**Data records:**
──────

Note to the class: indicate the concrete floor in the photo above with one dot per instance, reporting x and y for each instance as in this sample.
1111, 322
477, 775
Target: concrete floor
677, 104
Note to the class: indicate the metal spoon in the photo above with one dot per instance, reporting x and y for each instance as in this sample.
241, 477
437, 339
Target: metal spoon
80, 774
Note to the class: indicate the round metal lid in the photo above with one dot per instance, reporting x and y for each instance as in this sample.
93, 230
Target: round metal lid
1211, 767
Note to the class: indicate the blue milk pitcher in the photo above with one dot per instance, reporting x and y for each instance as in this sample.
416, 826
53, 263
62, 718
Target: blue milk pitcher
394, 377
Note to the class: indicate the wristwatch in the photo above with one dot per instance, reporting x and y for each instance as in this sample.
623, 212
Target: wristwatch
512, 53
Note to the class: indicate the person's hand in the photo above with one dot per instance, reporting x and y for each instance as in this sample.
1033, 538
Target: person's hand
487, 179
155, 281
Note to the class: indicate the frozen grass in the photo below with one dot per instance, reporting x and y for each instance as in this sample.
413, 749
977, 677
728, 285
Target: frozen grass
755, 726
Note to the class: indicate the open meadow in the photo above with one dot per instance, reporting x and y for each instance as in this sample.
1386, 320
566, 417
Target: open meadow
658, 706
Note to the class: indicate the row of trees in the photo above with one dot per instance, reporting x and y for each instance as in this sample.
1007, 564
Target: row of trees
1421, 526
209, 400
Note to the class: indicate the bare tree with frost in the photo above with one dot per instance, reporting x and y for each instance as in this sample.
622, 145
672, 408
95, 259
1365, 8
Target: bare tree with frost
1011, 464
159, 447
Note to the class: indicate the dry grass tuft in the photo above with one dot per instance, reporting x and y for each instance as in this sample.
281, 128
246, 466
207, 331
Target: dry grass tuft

──────

**The task:** Reproduce the data from the line containing "Note to the class: indicate the bare" through the end of the data, inclusive, swapping "dot" for "point" and leaving everything else unchanged.

**Finished exercise:**
Note to the class: indicate the bare tree with frost in the photo above with one point per instance, reporting x and y for each instance as in this sample.
622, 145
672, 408
95, 259
1365, 8
Target: bare tree with frost
1011, 464
159, 447
Note to the class: indicate the dry grass tuft in the photo above with one point per instance, reporting x and y for each instance as in this sample.
281, 128
246, 466
207, 331
Target: dry grass tuft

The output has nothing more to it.